▶ Instructions for the task
Transcribe the records below exactly as they appear.

Referring expression grounding data:
<<<<

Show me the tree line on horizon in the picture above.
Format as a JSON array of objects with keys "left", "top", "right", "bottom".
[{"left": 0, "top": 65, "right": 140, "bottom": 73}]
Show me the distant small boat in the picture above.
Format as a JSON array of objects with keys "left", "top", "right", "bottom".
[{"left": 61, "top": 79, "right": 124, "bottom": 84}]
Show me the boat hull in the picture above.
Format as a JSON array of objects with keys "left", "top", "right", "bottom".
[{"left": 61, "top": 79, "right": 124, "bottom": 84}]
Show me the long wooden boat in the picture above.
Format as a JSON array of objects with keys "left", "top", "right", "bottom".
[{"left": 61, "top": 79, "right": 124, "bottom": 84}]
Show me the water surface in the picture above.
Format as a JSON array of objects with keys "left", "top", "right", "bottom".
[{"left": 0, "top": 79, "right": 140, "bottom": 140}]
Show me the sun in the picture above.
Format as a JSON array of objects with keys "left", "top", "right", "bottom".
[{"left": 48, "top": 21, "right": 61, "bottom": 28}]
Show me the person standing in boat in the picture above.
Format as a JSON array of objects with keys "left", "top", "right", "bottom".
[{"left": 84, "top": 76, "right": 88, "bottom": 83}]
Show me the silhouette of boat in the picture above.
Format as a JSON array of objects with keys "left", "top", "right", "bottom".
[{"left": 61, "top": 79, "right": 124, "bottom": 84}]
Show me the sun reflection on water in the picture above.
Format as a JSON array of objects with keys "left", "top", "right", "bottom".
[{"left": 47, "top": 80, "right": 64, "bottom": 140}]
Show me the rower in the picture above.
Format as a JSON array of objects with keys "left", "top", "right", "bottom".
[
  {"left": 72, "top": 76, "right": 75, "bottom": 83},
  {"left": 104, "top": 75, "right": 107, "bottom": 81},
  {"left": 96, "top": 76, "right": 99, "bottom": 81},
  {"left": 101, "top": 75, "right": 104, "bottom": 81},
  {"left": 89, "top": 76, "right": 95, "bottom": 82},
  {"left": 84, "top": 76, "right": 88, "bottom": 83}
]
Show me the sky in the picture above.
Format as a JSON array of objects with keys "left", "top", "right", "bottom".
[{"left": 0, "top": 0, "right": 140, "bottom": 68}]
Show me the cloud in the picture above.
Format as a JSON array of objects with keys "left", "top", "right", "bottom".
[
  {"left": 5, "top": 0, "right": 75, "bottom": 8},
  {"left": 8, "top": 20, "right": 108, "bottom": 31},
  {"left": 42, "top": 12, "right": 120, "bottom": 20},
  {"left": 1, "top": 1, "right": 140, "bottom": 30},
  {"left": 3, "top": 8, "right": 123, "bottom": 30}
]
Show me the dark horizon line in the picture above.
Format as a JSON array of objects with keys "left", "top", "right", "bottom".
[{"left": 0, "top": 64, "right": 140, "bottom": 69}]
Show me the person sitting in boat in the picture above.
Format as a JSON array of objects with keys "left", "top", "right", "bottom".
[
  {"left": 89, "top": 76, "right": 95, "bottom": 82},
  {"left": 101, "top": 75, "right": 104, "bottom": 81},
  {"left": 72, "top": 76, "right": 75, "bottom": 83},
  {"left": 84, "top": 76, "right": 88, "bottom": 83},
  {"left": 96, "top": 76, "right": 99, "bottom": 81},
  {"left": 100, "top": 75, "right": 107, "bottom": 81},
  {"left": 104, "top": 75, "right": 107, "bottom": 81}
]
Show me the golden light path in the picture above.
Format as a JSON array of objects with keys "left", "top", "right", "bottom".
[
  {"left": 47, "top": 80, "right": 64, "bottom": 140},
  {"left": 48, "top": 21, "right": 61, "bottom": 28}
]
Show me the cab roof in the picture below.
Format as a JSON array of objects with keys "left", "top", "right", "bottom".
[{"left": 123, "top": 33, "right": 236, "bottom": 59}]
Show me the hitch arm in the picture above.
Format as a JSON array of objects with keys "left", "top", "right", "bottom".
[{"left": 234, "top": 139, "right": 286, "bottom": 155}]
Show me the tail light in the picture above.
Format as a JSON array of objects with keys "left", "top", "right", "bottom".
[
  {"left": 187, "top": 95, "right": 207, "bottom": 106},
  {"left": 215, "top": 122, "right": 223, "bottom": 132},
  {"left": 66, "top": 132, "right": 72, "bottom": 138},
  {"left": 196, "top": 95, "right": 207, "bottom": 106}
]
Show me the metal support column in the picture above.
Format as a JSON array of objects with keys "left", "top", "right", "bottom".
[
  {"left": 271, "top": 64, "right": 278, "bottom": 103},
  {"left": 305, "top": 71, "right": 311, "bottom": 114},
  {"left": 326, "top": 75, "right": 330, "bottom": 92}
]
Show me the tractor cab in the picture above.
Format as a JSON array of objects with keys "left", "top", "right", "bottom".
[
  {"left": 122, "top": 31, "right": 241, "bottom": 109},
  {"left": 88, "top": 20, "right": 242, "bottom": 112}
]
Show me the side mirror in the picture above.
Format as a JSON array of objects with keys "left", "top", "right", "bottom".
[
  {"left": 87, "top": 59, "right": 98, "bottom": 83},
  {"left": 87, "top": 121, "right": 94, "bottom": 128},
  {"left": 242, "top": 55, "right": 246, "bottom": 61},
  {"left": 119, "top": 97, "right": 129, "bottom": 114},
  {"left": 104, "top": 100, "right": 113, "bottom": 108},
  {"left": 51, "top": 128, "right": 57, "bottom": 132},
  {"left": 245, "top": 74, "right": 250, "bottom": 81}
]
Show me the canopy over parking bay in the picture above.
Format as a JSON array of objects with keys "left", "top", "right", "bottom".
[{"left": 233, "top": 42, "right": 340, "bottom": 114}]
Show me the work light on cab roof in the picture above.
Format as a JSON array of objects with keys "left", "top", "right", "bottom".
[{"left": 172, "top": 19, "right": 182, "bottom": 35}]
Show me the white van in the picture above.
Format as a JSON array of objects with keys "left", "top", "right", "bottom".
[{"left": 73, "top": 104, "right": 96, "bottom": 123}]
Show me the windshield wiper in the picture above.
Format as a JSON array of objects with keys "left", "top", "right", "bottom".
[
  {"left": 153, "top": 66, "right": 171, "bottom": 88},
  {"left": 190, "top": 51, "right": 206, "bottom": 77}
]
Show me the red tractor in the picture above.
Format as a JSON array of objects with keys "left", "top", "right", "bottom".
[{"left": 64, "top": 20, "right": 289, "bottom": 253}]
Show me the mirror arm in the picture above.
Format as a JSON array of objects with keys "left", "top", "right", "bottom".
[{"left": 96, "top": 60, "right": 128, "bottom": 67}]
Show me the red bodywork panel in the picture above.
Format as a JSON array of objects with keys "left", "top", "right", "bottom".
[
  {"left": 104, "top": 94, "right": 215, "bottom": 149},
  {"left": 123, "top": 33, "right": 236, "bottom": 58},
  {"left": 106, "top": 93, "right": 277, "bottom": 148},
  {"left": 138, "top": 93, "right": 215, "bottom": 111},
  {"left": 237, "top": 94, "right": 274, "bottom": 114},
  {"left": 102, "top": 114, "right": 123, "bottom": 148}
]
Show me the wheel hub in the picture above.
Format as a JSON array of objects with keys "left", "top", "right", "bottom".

>>>>

▶ Exercise output
Show me the tree line on horizon in the picture above.
Format as a JSON array of objects with keys "left", "top", "right", "bottom".
[{"left": 0, "top": 65, "right": 140, "bottom": 73}]
Show me the distant small boat in the picture above.
Format as a JSON array of objects with keys "left", "top", "right", "bottom".
[{"left": 61, "top": 79, "right": 124, "bottom": 84}]
Show me the boat hull in the picture above.
Format as a JSON array of objects with keys "left", "top", "right", "bottom".
[{"left": 61, "top": 79, "right": 124, "bottom": 84}]
Show me the long wooden boat in the picture above.
Format as a JSON array of objects with keys "left", "top", "right", "bottom".
[{"left": 61, "top": 79, "right": 124, "bottom": 84}]
Show me the water surface in the picture above.
Format as a JSON array of objects with keys "left", "top", "right", "bottom".
[{"left": 0, "top": 79, "right": 140, "bottom": 140}]
Show me the sun in the picture above.
Format as a JSON array of objects with keys "left", "top", "right", "bottom".
[{"left": 48, "top": 21, "right": 61, "bottom": 28}]
Show me the person standing in boat in the picture above.
Format as a JSON array of objects with keys "left", "top", "right", "bottom".
[{"left": 84, "top": 76, "right": 88, "bottom": 83}]
Show me the silhouette of boat in the picture above.
Format as a JSON array of objects with keys "left", "top", "right", "bottom".
[{"left": 61, "top": 79, "right": 124, "bottom": 84}]
Show me the sun reflection on water in the picture above.
Format as a JSON array of objects with keys "left", "top", "right", "bottom".
[{"left": 47, "top": 80, "right": 64, "bottom": 140}]
Show me the rower in the picture above.
Format as a JSON array of objects with keys "left", "top", "right", "bottom".
[
  {"left": 72, "top": 76, "right": 75, "bottom": 83},
  {"left": 104, "top": 75, "right": 107, "bottom": 81},
  {"left": 96, "top": 76, "right": 99, "bottom": 81},
  {"left": 101, "top": 75, "right": 104, "bottom": 81},
  {"left": 89, "top": 76, "right": 95, "bottom": 82},
  {"left": 84, "top": 76, "right": 88, "bottom": 83}
]
Show me the sky in the picture above.
Format as a JSON array of objects with keys "left", "top", "right", "bottom".
[{"left": 0, "top": 0, "right": 140, "bottom": 68}]
Show me the cloud in the picture above.
Format as a JSON array of objects with keys "left", "top", "right", "bottom".
[
  {"left": 5, "top": 0, "right": 75, "bottom": 8},
  {"left": 8, "top": 20, "right": 108, "bottom": 31},
  {"left": 42, "top": 12, "right": 120, "bottom": 20},
  {"left": 1, "top": 1, "right": 140, "bottom": 30},
  {"left": 3, "top": 8, "right": 123, "bottom": 30}
]
Show me the dark horizon line in the picture above.
Format as a JSON array of objects with keys "left", "top", "right", "bottom".
[{"left": 0, "top": 64, "right": 140, "bottom": 69}]
Show me the person sitting in boat in the picture above.
Format as a JSON array of objects with keys "left", "top", "right", "bottom".
[
  {"left": 89, "top": 76, "right": 95, "bottom": 82},
  {"left": 101, "top": 75, "right": 104, "bottom": 81},
  {"left": 72, "top": 76, "right": 75, "bottom": 83},
  {"left": 84, "top": 76, "right": 88, "bottom": 83},
  {"left": 96, "top": 76, "right": 99, "bottom": 81},
  {"left": 100, "top": 75, "right": 107, "bottom": 81},
  {"left": 104, "top": 75, "right": 107, "bottom": 81}
]
Show me the golden light path in the picture above.
Format as a JSON array of objects with keys "left", "top", "right", "bottom".
[
  {"left": 47, "top": 80, "right": 64, "bottom": 140},
  {"left": 48, "top": 21, "right": 61, "bottom": 28}
]
Show me the cab roof in the picture below.
Format as a JSON array of objects with keys "left", "top", "right", "bottom".
[{"left": 123, "top": 33, "right": 236, "bottom": 59}]
Show me the hitch arm in the picture above.
Format as a JSON array of objects with keys "left", "top", "right", "bottom".
[{"left": 234, "top": 139, "right": 286, "bottom": 155}]
Show me the tail light in the picture above.
Format as a JSON array of objects with keys "left", "top", "right", "bottom".
[
  {"left": 187, "top": 95, "right": 207, "bottom": 106},
  {"left": 215, "top": 122, "right": 223, "bottom": 132},
  {"left": 66, "top": 132, "right": 72, "bottom": 138},
  {"left": 196, "top": 95, "right": 207, "bottom": 106}
]
Show me the metal support column in the picture above.
Format as a JSON array of objects with keys "left", "top", "right", "bottom".
[
  {"left": 271, "top": 64, "right": 278, "bottom": 103},
  {"left": 305, "top": 71, "right": 311, "bottom": 114},
  {"left": 326, "top": 75, "right": 330, "bottom": 92}
]
Show me the tractor cab in the picture above.
Format as a JSON array of objects with keys "left", "top", "right", "bottom".
[
  {"left": 122, "top": 31, "right": 241, "bottom": 109},
  {"left": 88, "top": 20, "right": 242, "bottom": 112}
]
Show me the side mirror in the picture above.
Format as a JSON array of objects with keys "left", "top", "right", "bottom".
[
  {"left": 87, "top": 59, "right": 98, "bottom": 83},
  {"left": 87, "top": 121, "right": 94, "bottom": 128},
  {"left": 242, "top": 55, "right": 246, "bottom": 61},
  {"left": 119, "top": 97, "right": 129, "bottom": 114},
  {"left": 104, "top": 100, "right": 113, "bottom": 108},
  {"left": 51, "top": 128, "right": 57, "bottom": 132},
  {"left": 245, "top": 74, "right": 250, "bottom": 81}
]
Show me the canopy over parking bay in the picture above.
Format as a JSON array of objects with keys "left", "top", "right", "bottom".
[{"left": 233, "top": 42, "right": 340, "bottom": 114}]
Show me the work light on cab roof in the picture above.
Format as a JSON array of objects with keys "left", "top", "right", "bottom".
[{"left": 172, "top": 19, "right": 182, "bottom": 35}]
Show me the white van in the picture above.
Format as a JSON array of objects with keys "left", "top", "right", "bottom".
[{"left": 73, "top": 104, "right": 96, "bottom": 123}]
Show me the windshield wiper in the picture above.
Format as a JSON array of objects with keys "left", "top", "right", "bottom".
[
  {"left": 153, "top": 66, "right": 171, "bottom": 88},
  {"left": 190, "top": 51, "right": 206, "bottom": 77}
]
Show me the red tractor in the picture above.
Format as a JSON array of objects with keys "left", "top", "right", "bottom".
[{"left": 64, "top": 20, "right": 289, "bottom": 253}]
Show me the mirror arm in the picture above.
Format as a JSON array of objects with keys "left", "top", "right", "bottom".
[{"left": 96, "top": 60, "right": 128, "bottom": 67}]
Show me the red bodywork panel in the picture above.
Format as a JSON array of objects with keys "left", "top", "right", "bottom".
[
  {"left": 104, "top": 94, "right": 215, "bottom": 149},
  {"left": 123, "top": 33, "right": 236, "bottom": 58},
  {"left": 106, "top": 93, "right": 277, "bottom": 148},
  {"left": 138, "top": 93, "right": 215, "bottom": 111},
  {"left": 237, "top": 94, "right": 274, "bottom": 114},
  {"left": 102, "top": 114, "right": 123, "bottom": 148}
]
Show me the wheel hub in the picture above.
Format as a JSON array of objects with keys "left", "top", "right", "bottom".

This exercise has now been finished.